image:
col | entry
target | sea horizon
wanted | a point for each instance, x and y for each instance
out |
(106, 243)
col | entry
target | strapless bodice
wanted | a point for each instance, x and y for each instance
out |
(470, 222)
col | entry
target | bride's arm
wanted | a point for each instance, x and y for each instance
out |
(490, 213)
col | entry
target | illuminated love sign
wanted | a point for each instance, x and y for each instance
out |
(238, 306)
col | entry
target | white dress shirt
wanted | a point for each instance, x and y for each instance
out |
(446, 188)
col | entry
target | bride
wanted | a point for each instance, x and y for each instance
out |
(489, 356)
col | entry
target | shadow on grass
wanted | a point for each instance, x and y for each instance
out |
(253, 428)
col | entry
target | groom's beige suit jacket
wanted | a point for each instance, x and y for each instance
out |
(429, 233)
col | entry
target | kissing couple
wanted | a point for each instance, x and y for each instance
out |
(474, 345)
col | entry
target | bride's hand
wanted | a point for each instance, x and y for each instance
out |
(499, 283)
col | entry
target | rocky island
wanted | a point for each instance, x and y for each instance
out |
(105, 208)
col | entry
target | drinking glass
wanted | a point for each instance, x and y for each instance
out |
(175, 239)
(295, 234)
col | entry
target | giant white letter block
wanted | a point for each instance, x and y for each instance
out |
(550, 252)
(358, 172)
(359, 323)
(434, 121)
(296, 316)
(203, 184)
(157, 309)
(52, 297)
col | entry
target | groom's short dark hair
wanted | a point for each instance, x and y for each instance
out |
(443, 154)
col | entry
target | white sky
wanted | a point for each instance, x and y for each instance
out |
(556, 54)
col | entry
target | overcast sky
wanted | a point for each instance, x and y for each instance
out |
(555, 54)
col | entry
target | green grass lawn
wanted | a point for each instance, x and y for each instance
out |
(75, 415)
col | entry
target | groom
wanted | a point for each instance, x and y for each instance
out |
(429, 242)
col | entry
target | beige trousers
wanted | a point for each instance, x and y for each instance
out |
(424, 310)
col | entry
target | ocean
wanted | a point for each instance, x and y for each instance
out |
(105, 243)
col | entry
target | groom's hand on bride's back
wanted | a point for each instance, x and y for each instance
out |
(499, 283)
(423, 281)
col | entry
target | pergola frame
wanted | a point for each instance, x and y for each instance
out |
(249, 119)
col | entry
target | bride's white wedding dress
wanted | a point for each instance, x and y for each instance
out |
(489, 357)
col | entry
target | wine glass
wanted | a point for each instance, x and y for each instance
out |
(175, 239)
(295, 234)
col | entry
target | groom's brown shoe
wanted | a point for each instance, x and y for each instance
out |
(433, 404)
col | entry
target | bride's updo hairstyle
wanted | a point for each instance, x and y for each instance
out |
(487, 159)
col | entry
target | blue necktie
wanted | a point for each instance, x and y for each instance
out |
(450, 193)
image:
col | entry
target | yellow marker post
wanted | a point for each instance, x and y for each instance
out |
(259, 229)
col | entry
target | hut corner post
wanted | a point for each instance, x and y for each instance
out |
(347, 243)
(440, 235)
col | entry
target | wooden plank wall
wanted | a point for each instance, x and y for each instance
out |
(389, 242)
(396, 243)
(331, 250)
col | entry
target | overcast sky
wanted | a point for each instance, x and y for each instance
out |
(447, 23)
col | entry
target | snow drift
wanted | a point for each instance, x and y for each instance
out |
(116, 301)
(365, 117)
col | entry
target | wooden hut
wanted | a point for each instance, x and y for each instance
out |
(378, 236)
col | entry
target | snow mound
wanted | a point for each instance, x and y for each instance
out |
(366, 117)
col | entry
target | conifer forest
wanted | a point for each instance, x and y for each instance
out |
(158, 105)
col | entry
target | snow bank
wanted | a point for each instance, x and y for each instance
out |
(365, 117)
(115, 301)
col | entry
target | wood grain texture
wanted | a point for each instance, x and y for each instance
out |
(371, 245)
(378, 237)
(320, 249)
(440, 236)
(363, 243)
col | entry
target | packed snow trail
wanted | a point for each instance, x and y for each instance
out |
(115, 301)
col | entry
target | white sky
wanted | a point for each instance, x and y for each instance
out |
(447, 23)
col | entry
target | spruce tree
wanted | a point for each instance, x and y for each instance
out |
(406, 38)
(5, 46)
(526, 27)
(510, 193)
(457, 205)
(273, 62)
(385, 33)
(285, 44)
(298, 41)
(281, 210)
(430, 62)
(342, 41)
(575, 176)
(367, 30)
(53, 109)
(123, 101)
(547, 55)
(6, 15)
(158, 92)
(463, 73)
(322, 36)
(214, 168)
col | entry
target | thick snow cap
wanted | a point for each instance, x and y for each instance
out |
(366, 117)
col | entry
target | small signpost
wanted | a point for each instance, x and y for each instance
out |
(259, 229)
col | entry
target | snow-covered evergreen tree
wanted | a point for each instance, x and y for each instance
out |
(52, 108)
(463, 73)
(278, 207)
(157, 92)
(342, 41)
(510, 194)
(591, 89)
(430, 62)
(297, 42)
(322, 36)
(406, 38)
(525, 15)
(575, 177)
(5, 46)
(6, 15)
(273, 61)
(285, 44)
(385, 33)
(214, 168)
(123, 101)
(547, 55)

• • • • • • •

Every entry in the listing must be retyped exactly.

image:
col | entry
target | sea horizon
wanted | a point for each instance, x and y for each instance
out |
(106, 243)
col | entry
target | strapless bodice
wanted | a point for each instance, x and y for each instance
out |
(470, 222)
col | entry
target | bride's arm
wanted | a point for each instance, x and y for each instance
out |
(490, 213)
col | entry
target | illuminated love sign
wanted | a point for each instance, x and y for each instance
out |
(238, 306)
col | entry
target | white dress shirt
wanted | a point for each instance, x and y for each instance
out |
(446, 188)
col | entry
target | bride
wanted | a point for each instance, x and y for each instance
out |
(489, 356)
col | entry
target | shadow on grass
wanted | a point for each instance, x and y for each instance
out |
(253, 428)
col | entry
target | groom's beige suit jacket
wanted | a point for each instance, x and y for each instance
out |
(429, 233)
col | entry
target | kissing couple
wanted | a point for each instance, x and y for each instance
out |
(474, 345)
col | entry
target | bride's hand
wanted | a point for each instance, x and y for each instance
out |
(499, 283)
col | entry
target | rocky island
wanted | a point for each instance, x and y for each instance
out |
(105, 208)
col | entry
target | drinking glass
wanted | a point for each instance, x and y for each instance
out |
(175, 239)
(295, 234)
col | entry
target | giant white letter block
wanted | a point for each instance, x and y for each instance
out |
(550, 252)
(358, 172)
(359, 323)
(434, 121)
(296, 316)
(203, 184)
(157, 309)
(52, 297)
col | entry
target | groom's short dark hair
wanted | a point for each instance, x and y for each instance
out |
(443, 154)
col | entry
target | white sky
wanted | a point for each instance, x and y for each instance
out |
(556, 54)
col | entry
target | overcast sky
wanted | a point for each instance, x and y for each instance
out |
(555, 54)
col | entry
target | green grass lawn
wanted | a point for each instance, x and y for each instance
out |
(75, 415)
col | entry
target | groom
wanted | a point for each instance, x and y for each instance
out |
(429, 242)
col | entry
target | beige trousers
wanted | a point for each instance, x and y for each instance
out |
(424, 310)
col | entry
target | ocean
wanted | a point for each instance, x and y for each instance
out |
(105, 243)
col | entry
target | groom's hand on bride's back
wanted | a point for each instance, x and y for each instance
out |
(499, 283)
(423, 281)
col | entry
target | pergola frame
wanted | a point for each instance, x and y for each instance
out |
(249, 119)
col | entry
target | bride's white wedding dress
wanted | a point for each instance, x and y for each instance
out |
(489, 357)
col | entry
target | wine glass
wanted | a point for each instance, x and y for each instance
out |
(175, 239)
(295, 234)
col | entry
target | groom's brown shoe
wanted | a point for each instance, x and y for each instance
out |
(433, 404)
col | entry
target | bride's updo hairstyle
wanted | a point for each instance, x and y for each instance
out |
(487, 159)
col | entry
target | blue necktie
wanted | a point for each instance, x and y for each instance
out |
(450, 193)
image:
col | entry
target | yellow marker post
wanted | a point for each instance, x and y for each instance
out |
(259, 229)
col | entry
target | hut corner post
wanted | a point for each instance, x and y for each instance
out |
(347, 243)
(440, 235)
col | entry
target | wooden plank wall
wanted | a point for each instance, x and y for each instance
out |
(389, 242)
(396, 243)
(331, 250)
col | entry
target | overcast sky
wanted | a point for each instance, x and y for each instance
out |
(447, 23)
col | entry
target | snow drift
wanted | a point for each instance, x and y for each instance
out |
(116, 301)
(365, 117)
col | entry
target | wooden hut
wanted | a point for each instance, x and y for each instance
out |
(378, 236)
col | entry
target | snow mound
wanted | a point for each instance, x and y for each instance
out |
(366, 117)
col | entry
target | conifer forest
wanted | a point for each instance, x and y for each instance
out |
(158, 105)
col | entry
target | snow bank
wanted | a point for each instance, x and y for each instance
out |
(365, 117)
(115, 301)
col | entry
target | wood grain texture
wanted | a point for each instance, x and y for each instance
out |
(371, 245)
(378, 237)
(320, 249)
(440, 236)
(363, 243)
col | entry
target | packed snow trail
wanted | a point for each instance, x and y for each instance
out |
(115, 301)
col | entry
target | white sky
wanted | a point for each instance, x and y for each instance
out |
(447, 23)
col | entry
target | spruce tree
wanted | a point for each instance, x and y for each instance
out |
(406, 38)
(5, 46)
(526, 27)
(510, 193)
(457, 205)
(273, 62)
(385, 33)
(285, 44)
(298, 41)
(281, 210)
(430, 62)
(342, 41)
(575, 176)
(367, 30)
(53, 109)
(123, 101)
(547, 55)
(6, 15)
(158, 92)
(463, 73)
(322, 36)
(214, 168)
col | entry
target | thick snow cap
wanted | a point for each instance, x and y for each instance
out |
(366, 117)
col | entry
target | small signpost
wanted | a point for each instance, x and y for each instance
out |
(259, 229)
col | entry
target | snow-covered evergreen tree
wanted | a point for each instance, x and y for each instance
out |
(52, 108)
(463, 73)
(278, 207)
(157, 92)
(342, 41)
(510, 194)
(591, 89)
(430, 62)
(297, 42)
(322, 36)
(406, 38)
(525, 15)
(575, 177)
(5, 46)
(6, 15)
(273, 61)
(285, 44)
(385, 33)
(214, 168)
(123, 101)
(547, 55)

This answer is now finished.